# Task details
Reproduce, word for word, the part of the drug policy text below that runs from "But there are" up to and including "almost 2 to 1.".

# Text shown
But  what are our alternatives? First we must stop stigmatizing drug users. Yet it’s not just our government officials that continue to stigmatize chronic hard drug substance abusers (Yes, I’m pointing at you, Vern!) I call it the “ick” factor as our communities understand that locking up someone for marijuana maybe a waste of law enforcement resources but can’t wrap their head around other substances such as heroin or methamphetamine. I hear this from not just marijuana policy reformers, but journalists and others. Yet the same principles apply. What fuels death, disease, violence and addiction is the policy of prohibition.

But there are solutions that start not just with public education but also with reducing the harms to  our communities, and to the individual drug user itself. In an article in the Huffington Post I posited how even law enforcement has  begun to evolve, and is now starting to recognize that we can no longer arrest our way out of America’s drug problems. Those working in public health understand that harm reduction strategies produces many benefits to our communities. There have been many studies that demonstrate that drug treatment is both cheaper and more effective than arrest and prosecution;  yet we continue to fund enforcement (supply reduction) over treatment (demand reduction) by almost 2 to 1.

# Record excerpts

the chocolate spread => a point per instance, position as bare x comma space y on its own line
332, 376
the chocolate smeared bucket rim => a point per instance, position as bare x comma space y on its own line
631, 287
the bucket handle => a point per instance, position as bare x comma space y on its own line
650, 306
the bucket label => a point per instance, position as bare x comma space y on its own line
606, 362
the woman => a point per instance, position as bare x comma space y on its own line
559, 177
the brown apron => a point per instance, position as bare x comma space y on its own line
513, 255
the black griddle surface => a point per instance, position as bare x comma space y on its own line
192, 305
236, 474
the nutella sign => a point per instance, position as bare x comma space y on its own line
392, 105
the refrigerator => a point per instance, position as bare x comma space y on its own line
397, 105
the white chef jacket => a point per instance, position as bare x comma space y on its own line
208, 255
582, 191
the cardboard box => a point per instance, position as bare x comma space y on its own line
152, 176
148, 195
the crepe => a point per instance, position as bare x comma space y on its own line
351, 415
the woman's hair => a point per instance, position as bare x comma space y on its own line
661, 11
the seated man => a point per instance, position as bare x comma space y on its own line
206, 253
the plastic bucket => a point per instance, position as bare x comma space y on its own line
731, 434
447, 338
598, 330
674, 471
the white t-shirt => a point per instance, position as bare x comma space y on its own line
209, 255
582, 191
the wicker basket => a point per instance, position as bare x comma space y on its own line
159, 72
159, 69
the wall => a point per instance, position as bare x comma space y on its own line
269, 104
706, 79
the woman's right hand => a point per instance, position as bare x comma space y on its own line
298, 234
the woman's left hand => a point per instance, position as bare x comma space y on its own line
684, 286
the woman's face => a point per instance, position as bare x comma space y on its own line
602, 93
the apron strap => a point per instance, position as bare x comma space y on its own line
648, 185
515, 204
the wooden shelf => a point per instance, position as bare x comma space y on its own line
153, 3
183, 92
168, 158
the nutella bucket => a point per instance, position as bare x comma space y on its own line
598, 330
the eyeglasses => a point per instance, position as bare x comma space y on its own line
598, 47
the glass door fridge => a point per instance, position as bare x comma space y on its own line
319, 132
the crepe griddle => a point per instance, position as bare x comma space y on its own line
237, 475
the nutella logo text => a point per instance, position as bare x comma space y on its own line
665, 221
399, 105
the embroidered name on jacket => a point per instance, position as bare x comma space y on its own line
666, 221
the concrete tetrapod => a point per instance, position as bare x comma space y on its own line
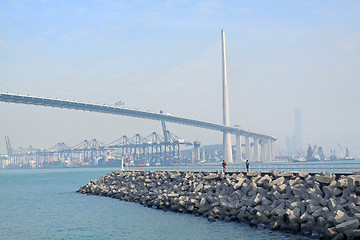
325, 206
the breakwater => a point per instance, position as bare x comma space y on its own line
317, 205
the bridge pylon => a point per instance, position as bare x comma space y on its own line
226, 117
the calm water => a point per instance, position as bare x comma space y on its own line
43, 204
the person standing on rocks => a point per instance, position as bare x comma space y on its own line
224, 166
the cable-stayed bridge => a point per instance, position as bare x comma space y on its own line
259, 140
36, 73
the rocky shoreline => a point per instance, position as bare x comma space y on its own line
321, 206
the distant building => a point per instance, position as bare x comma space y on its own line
297, 138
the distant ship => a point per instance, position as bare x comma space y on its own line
345, 157
312, 157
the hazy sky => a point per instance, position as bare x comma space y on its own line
167, 55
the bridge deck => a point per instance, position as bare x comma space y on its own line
57, 103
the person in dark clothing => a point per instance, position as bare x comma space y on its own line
224, 165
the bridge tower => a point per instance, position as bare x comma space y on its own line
226, 117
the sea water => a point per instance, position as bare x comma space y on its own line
43, 204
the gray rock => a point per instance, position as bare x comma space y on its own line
173, 195
211, 177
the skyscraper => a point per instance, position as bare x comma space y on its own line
298, 131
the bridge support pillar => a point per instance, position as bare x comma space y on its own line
238, 155
270, 154
256, 150
247, 148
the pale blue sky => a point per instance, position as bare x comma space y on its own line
281, 55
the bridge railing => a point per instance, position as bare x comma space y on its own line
260, 167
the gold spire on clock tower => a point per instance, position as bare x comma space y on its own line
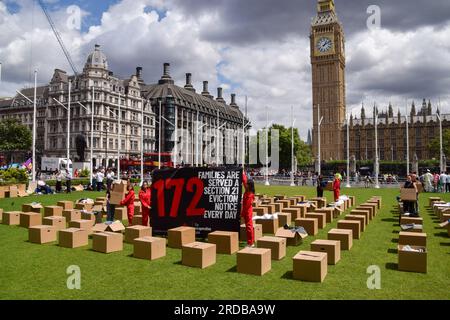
328, 80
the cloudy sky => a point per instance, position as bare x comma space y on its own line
258, 48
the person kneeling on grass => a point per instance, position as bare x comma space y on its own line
247, 209
129, 202
145, 198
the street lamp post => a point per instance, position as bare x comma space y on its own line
319, 123
348, 153
377, 184
407, 139
292, 148
267, 183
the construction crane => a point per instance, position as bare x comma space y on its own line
58, 37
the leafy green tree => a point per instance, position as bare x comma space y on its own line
302, 151
14, 137
434, 146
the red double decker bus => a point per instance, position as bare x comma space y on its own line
150, 162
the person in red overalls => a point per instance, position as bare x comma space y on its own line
336, 187
145, 195
247, 209
129, 202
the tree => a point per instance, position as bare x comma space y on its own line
301, 150
14, 137
434, 146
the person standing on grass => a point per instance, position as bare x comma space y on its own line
247, 209
59, 177
128, 201
145, 196
336, 187
68, 181
320, 186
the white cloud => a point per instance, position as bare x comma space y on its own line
382, 66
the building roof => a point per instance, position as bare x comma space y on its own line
192, 100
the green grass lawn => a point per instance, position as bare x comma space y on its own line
30, 271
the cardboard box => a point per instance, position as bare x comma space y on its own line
107, 242
41, 234
137, 208
294, 212
270, 208
135, 232
321, 218
410, 220
13, 192
30, 219
310, 266
260, 211
56, 222
269, 225
284, 218
292, 238
72, 214
285, 204
11, 218
412, 238
331, 247
120, 187
137, 220
53, 211
408, 194
329, 213
345, 237
84, 206
309, 224
86, 215
256, 261
178, 237
433, 199
82, 224
372, 205
116, 226
66, 205
361, 219
355, 226
364, 213
149, 248
73, 238
226, 242
303, 209
367, 208
277, 246
99, 227
352, 201
198, 254
321, 202
32, 207
116, 197
120, 213
412, 261
257, 232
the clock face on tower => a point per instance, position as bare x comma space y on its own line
324, 45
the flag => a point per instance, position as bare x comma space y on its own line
28, 164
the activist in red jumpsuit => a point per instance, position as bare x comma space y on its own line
129, 202
145, 196
336, 187
247, 209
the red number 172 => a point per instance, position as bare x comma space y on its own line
162, 185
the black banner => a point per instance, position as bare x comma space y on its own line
208, 199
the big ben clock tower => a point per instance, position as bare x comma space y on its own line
328, 81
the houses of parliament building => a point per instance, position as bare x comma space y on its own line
329, 106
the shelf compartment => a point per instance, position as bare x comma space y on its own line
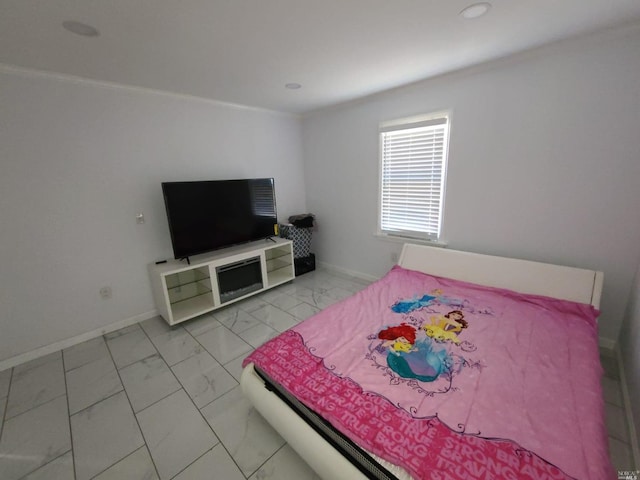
192, 307
186, 277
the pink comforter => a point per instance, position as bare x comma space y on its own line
452, 380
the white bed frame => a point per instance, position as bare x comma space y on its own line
567, 283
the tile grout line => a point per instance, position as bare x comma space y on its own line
66, 391
131, 406
6, 405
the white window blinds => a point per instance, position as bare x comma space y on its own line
412, 178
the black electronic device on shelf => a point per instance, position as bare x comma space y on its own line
213, 214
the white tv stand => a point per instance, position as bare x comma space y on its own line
219, 278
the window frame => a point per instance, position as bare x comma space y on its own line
436, 118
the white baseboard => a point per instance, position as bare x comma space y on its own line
633, 433
346, 271
70, 342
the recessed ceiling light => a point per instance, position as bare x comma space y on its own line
476, 10
80, 28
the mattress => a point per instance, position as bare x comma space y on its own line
448, 379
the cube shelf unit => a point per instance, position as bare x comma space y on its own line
219, 278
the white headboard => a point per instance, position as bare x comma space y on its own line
524, 276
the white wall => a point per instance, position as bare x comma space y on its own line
544, 163
78, 160
630, 353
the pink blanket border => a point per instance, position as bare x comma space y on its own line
425, 447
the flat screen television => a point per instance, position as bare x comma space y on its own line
209, 215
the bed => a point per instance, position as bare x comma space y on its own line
453, 365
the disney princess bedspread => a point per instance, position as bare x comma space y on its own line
452, 380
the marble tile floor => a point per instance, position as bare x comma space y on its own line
106, 409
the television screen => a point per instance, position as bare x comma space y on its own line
208, 215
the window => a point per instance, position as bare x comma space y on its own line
412, 178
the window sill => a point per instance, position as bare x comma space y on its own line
418, 241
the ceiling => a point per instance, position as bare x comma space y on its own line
245, 51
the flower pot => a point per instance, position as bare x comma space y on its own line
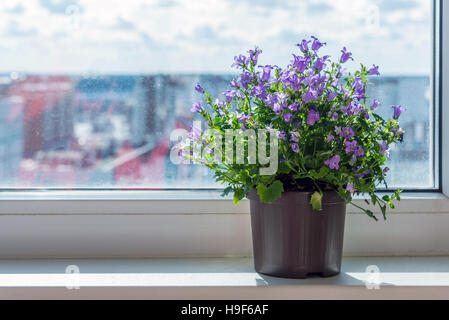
292, 240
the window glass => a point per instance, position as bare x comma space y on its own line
90, 90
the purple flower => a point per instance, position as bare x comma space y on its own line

# Task response
But there are solutions that start not just with public education but also with reducing the harms to  our communities, and to the individual drug user itself. In an article in the Huffington Post I posited how even law enforcement has  begun to evolve, and is now starting to recognize that we can no longer arrest our way out of America’s drug problems. Those working in public health understand that harm reduction strategies produces many benefits to our communities. There have been many studies that demonstrate that drug treatment is both cheaper and more effective than arrest and prosecution;  yet we continue to fund enforcement (supply reduction) over treatment (demand reduction) by almost 2 to 1.